═══ TEXT EXCERPT

Military Strategy Magazine  /  Volume 8, Issue 2  /  

A Renewed Nuclear Strategy for NATO

A Renewed Nuclear Strategy for NATO A Renewed Nuclear Strategy for NATO
NATO military alliance summit. Photo 121276724 / Nato © Palinchak |
To cite this article: Bare, Gordon, “A Renewed Nuclear Strategy for NATO,” Military Strategy Magazine, Volume 8, Issue 2, fall 2022, pages 19-24.

With the invasion of Ukraine now settling into an artillery-centric war of attrition, Russia has demonstrated the utility of possessing a nuclear arsenal and deterred a more robust American response. The global and longer-term significance of Russia’s aggression is to call into question the already frayed credibility of the American security guarantee to friends and allies and therefore create major adverse implications for the international non-proliferation regime. The United States needs to revive its Cold War era flexible response strategy, upgrade its nuclear posture, and forward deploy intermediate range nuclear delivery systems to Europe and Asia.

To state the obvious, it is better to dissuade aggressors from starting a war than to respond to an invasion once launched. In the present crisis and despite all evidence of past Russian aggressions, the United States and NATO delayed both significant arms aid and major economic sanctions until the beginning of the invasion essentially for two reasons: a failure of imagination to believe that major cross border aggression was still possible in Europe and fear that any robust actions would lead to escalation with a nuclear power possessing regional nuclear superiority. It was hoped that the threat of future economic sanctions, limited arms aid, and token force deployments to frontline NATO members would deter invasion. The actions taken in the runup to the invasion were mainly verbal and imposed no costs on Russia. It is hardly surprising that Putin underestimated the willingness of the United States and NATO to impose major sanctions and provide major arms aid given the flaccid response to his previous aggressions. Deterrence failed.

To understand the reasons for this failure it is useful to recall the history of American and NATO nuclear strategy. In the 1950s the Eisenhower administration adopted a strategy of massive retaliation: in the event of a Soviet attack on Western Europe, the full force of America’s strategic nuclear arsenal would be employed. This strategy had plausibility at a time when U.S. nuclear capabilities greatly outnumbered those of the Soviet Union. It also had the advantage of being much cheaper than any effort to match the Soviet’s numerical superiority in ground forces. As the Soviet nuclear arsenal grew to a rough parity with that of the United States, massive retaliation lost credibility. The Kennedy administration developed a strategy of flexible response which called for forward deployed conventional forces, shorter range nuclear strike options, and ultimately supported by the U.S. strategic nuclear triad. This triple threat doctrine came to be challenged in turn in the late 1970s by an emerging theater nuclear imbalance with the Soviet deployment of SS-20 intermediate-range missiles with nuclear warheads (INF) capable of striking Europe and U.S. forces deployed there.[i] On top of the Soviet’s massive superiority in conventional armored forces with 20 divisions in the former German Democratic Republic as the spearhead of 100 plus divisions of the Warsaw Pact, SS-20 deployments made problematic NATO’s strategy of flexible response.

══════

→ PROBLEMS AND TASKS:
a - Transcribe the portion of the NATO nuclear strategy article between "Military Strategy Magazine  /  Volume" and "2022, pages 19-24.", inclusive.
b - In the NATO nuclear strategy article, what strategy did the Eisenhower administration adopt in the 1950s?
c - Resume the NATO nuclear strategy article from the point where it stops.

═══ DATA SECTION

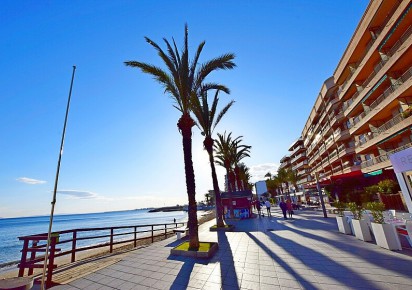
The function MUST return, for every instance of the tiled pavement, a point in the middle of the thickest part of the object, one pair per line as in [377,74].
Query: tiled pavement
[306,252]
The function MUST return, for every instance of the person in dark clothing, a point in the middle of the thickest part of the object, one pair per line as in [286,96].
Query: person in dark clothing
[283,206]
[258,206]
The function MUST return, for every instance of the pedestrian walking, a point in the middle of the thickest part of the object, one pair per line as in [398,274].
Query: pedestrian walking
[267,203]
[283,206]
[289,207]
[258,207]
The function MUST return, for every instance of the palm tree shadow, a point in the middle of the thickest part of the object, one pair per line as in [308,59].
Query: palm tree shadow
[378,258]
[183,277]
[282,263]
[228,276]
[342,273]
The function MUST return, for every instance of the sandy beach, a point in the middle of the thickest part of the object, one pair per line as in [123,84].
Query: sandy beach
[94,259]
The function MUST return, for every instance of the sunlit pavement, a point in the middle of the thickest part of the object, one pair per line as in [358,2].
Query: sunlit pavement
[306,252]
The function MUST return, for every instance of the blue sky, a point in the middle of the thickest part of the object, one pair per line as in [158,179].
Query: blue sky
[123,150]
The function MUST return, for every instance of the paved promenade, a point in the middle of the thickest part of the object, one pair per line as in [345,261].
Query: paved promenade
[306,252]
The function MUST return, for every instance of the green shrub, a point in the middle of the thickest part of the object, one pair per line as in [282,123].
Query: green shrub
[356,210]
[340,207]
[377,209]
[387,186]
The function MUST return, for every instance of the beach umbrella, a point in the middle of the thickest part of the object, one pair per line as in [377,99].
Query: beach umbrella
[53,203]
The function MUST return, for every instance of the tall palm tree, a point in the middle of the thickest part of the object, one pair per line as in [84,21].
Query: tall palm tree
[293,178]
[244,176]
[223,151]
[207,119]
[240,151]
[283,178]
[182,80]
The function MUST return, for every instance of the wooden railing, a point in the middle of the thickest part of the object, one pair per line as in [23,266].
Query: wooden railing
[90,238]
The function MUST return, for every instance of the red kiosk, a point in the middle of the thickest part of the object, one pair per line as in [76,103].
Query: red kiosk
[242,203]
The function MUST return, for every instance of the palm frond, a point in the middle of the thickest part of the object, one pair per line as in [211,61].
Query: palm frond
[223,112]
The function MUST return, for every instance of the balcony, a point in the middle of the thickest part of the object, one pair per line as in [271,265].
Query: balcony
[341,134]
[362,58]
[382,160]
[337,170]
[333,156]
[392,126]
[304,171]
[334,117]
[345,150]
[331,103]
[379,101]
[297,149]
[298,157]
[303,163]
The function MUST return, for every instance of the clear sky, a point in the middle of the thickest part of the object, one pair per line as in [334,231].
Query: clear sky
[123,149]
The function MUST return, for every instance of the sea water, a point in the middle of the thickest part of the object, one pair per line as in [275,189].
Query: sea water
[12,228]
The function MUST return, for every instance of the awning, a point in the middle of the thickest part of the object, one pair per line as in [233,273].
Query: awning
[352,174]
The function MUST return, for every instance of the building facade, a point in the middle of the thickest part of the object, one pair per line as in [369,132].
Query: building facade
[363,113]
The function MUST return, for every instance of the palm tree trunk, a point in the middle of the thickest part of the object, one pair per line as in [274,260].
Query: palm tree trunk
[219,211]
[230,190]
[185,125]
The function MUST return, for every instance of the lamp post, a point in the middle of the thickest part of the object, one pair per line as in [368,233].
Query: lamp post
[325,215]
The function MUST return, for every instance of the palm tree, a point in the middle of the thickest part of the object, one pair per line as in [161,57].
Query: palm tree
[245,176]
[293,178]
[223,153]
[182,80]
[207,120]
[283,178]
[239,152]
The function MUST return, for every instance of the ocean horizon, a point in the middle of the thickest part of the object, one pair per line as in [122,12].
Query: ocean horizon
[12,228]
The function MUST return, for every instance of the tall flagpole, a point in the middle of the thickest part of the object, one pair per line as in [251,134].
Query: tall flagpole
[55,184]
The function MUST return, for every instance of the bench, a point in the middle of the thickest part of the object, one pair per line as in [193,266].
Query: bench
[179,231]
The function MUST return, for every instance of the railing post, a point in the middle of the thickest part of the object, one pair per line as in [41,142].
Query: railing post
[23,257]
[32,255]
[135,237]
[111,240]
[51,262]
[74,246]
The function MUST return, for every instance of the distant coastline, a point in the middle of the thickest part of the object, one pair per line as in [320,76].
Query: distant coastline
[167,209]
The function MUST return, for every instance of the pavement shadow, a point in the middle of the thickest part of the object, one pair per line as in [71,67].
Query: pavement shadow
[397,263]
[228,275]
[336,271]
[283,264]
[183,277]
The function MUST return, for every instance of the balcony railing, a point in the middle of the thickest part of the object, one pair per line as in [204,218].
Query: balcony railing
[383,157]
[400,41]
[406,75]
[333,154]
[388,125]
[368,47]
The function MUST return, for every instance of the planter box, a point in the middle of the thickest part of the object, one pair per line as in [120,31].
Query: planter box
[361,230]
[182,250]
[386,236]
[227,228]
[343,225]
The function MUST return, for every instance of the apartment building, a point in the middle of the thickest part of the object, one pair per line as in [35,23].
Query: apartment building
[363,113]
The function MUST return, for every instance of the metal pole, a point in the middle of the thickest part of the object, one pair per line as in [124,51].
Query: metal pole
[325,215]
[46,256]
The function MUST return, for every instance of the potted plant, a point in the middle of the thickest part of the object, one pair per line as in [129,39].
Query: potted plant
[343,224]
[360,226]
[385,234]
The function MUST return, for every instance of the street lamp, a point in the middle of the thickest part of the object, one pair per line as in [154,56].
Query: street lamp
[325,215]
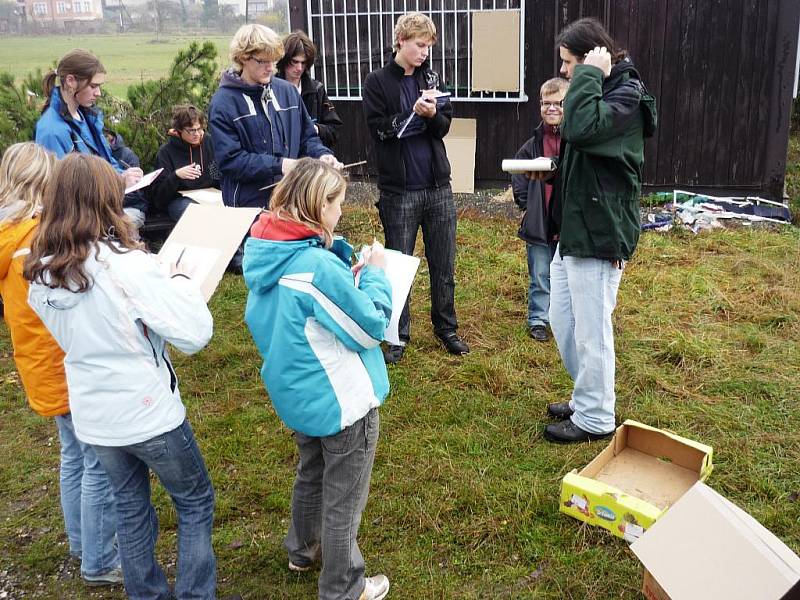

══════

→ RESULTS OF THE TASKS:
a -
Military Strategy Magazine  /  Volume 8, Issue 2  /  

A Renewed Nuclear Strategy for NATO

A Renewed Nuclear Strategy for NATO A Renewed Nuclear Strategy for NATO
NATO military alliance summit. Photo 121276724 / Nato © Palinchak |
To cite this article: Bare, Gordon, “A Renewed Nuclear Strategy for NATO,” Military Strategy Magazine, Volume 8, Issue 2, fall 2022, pages 19-24.

b - A strategy of massive retaliation.

c -
Sharing of risk was the essence of “extended deterrence,” a concept which received much attention during Cold War I.[ii] The question was how to firmly establish the credibility of the American guarantee if NATO Allies were attacked by the Soviet Union. To sustain the flexible response strategy the Carter administration initiated and the Reagan administration executed the deployment of U.S. intermediate range nuclear missiles in response to the Soviet buildup of SS-20 missiles. The United States deployed 108 Pershing II ground-mobile ballistic missiles and 464 Ground Launched Cruise Missiles (GLCMs) in five European NATO members.[iii] Both were capable of striking deep within the Soviet Union. There was a “dual key” arrangement required for launch thereby giving Allies a formal role in nuclear use decisions. President Reagan proposed a global “zero option” under which the U.S. would eliminate systems with ranges between 500 and 5500 kilometers if the Soviet Union destroyed all comparable systems, both in Europe and Asia.[iv] When in December 1987 the sides agreed to the zero option, two factors made this possible. First, the successful deployment of INF established American and NATO credibility in a way that mere words could not. Had the West succumbed to the peace demonstrators and the nuclear freeze movement, Russia would have had little reason to seek agreement. And absent a credible arms control offer, deployment would have been beyond European political tolerance. Second, the succession of Mikhail Gorbachev brought to power in the Soviet Union a leader intent on revitalizing the foundering Russian economy and willing to establish positive relations with the West.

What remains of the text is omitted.